The initial suit addressed the failure to make a probable cause determination within 48 hours of arrest. Later, the complaint was amended to argue under 42 U.S.C. § 1983 that the Fourth Amendment guarantee of protection from unreasonable seizure was violated by that failure. After the district court granted Defendants’ motion for dismissal, Plaintiffs appealed.
At the Seventh Circuit, a three-judge panel – Ilana K.D. Rovner, Amy J. St. Eve and Candace Jackson-Akiwumi – began by examining the two Supreme Court decisions to address “procedural requirements for probable cause determinations.” But none was found that “considered the timing of bail hearings.”
Instead, in Gerstein v Pugh, 420 U.S. 103 (1975), the high court determined that the Fourth Amendment requires a prompt “judicial determination of probable cause as a prerequisite to extended restraint of Liberty following arrest.”
After that, in County of Riverside v McLaughlin 500 U.S. 44 (1991), the Supreme Court said that jurisdictions providing “judicial determinations of probable cause within 48 hours of arrest will ... comply with the promptness requirement of Gerstein,” though that might be too long if a delay is imposed “for the purpose of gathering additional evidence to justify the arrest,” or is “motivated by ill will against the arrested individual” or is “a delay for delay’s sake.”

• _Excerpted records_:
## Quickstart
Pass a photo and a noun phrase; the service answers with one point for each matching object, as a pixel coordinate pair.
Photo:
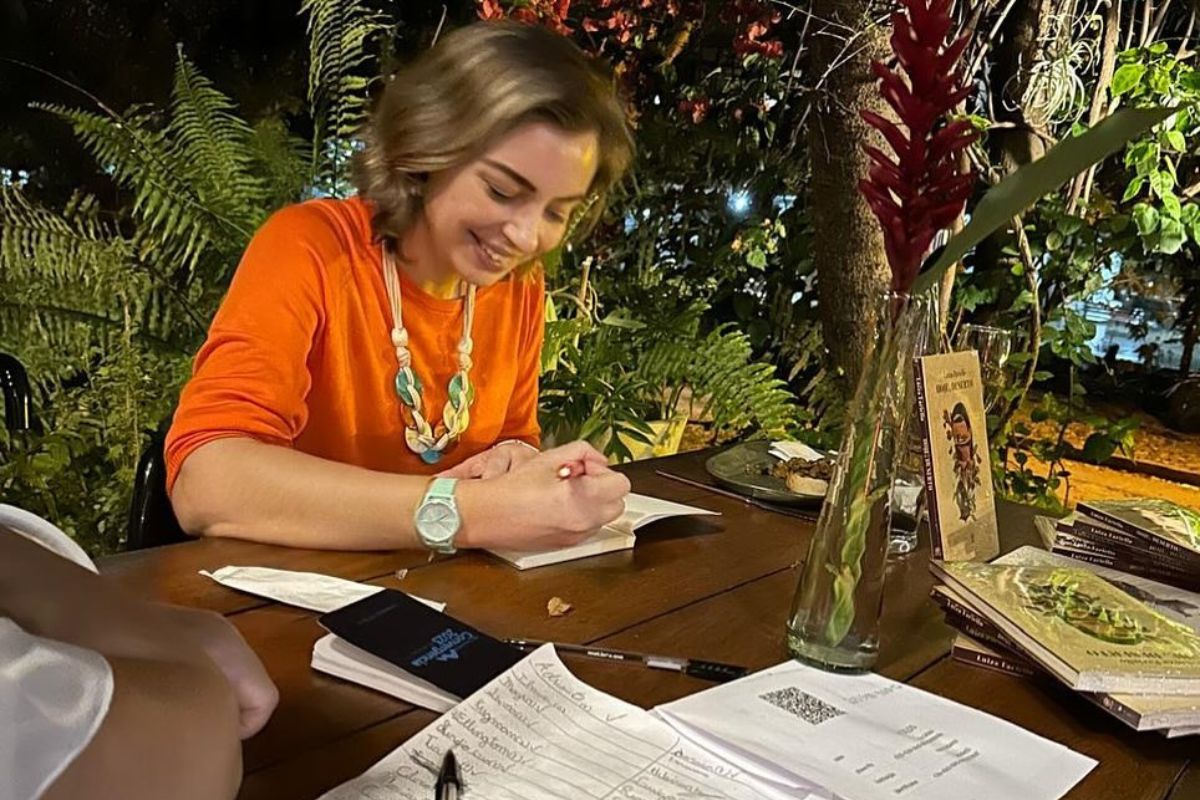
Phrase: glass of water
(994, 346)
--
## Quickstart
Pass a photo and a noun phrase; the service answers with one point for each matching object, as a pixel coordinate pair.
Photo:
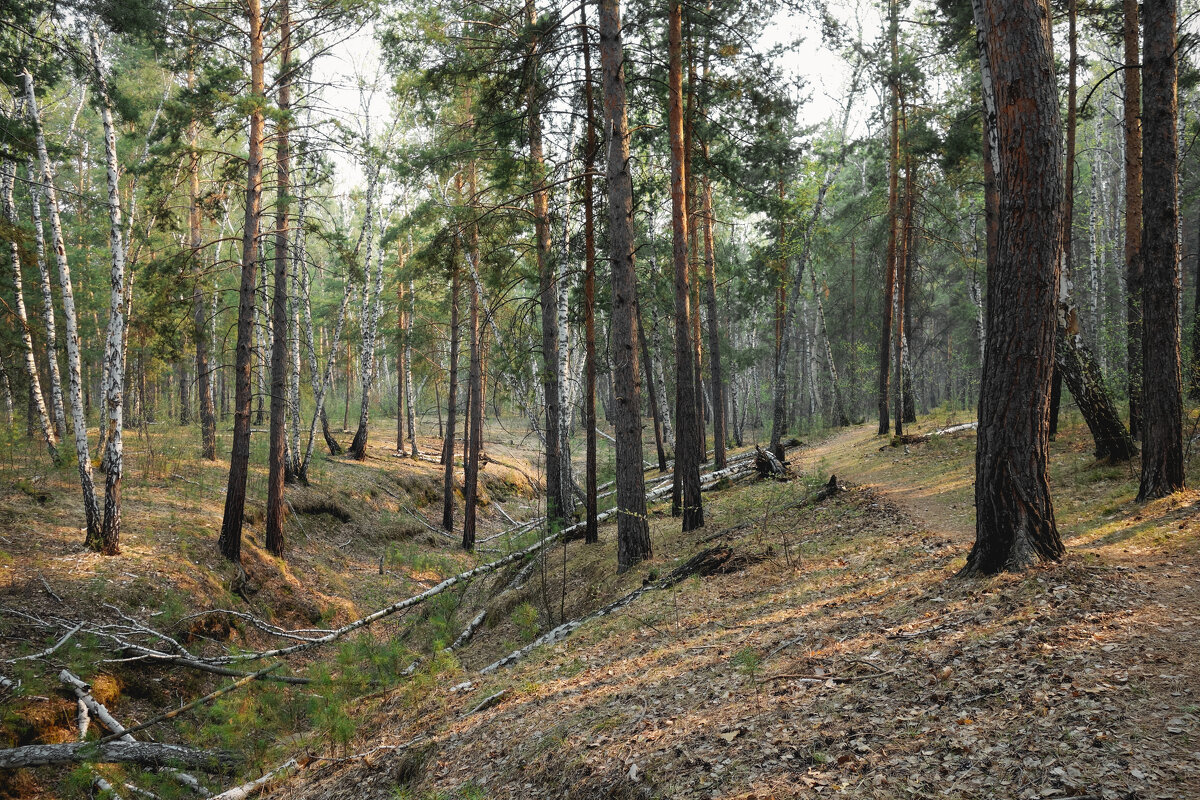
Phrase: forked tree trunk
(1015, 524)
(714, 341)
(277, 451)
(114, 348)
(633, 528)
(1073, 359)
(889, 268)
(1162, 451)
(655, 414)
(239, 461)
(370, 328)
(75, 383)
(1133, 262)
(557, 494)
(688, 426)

• _Task goal_: Reproduce the legal text on the probable cause ruling word for word, from its first sentence to its last. Rely only on the legal text to respond, not on the rows.

• _Response to the task_:
The initial suit addressed the failure to make a probable cause determination within 48 hours of arrest. Later, the complaint was amended to argue under 42 U.S.C. § 1983 that the Fourth Amendment guarantee of protection from unreasonable seizure was violated by that failure. After the district court granted Defendants’ motion for dismissal, Plaintiffs appealed.
At the Seventh Circuit, a three-judge panel – Ilana K.D. Rovner, Amy J. St. Eve and Candace Jackson-Akiwumi – began by examining the two Supreme Court decisions to address “procedural requirements for probable cause determinations.” But none was found that “considered the timing of bail hearings.”
Instead, in Gerstein v Pugh, 420 U.S. 103 (1975), the high court determined that the Fourth Amendment requires a prompt “judicial determination of probable cause as a prerequisite to extended restraint of Liberty following arrest.”
After that, in County of Riverside v McLaughlin 500 U.S. 44 (1991), the Supreme Court said that jurisdictions providing “judicial determinations of probable cause within 48 hours of arrest will ... comply with the promptness requirement of Gerstein,” though that might be too long if a delay is imposed “for the purpose of gathering additional evidence to justify the arrest,” or is “motivated by ill will against the arrested individual” or is “a delay for delay’s sake.”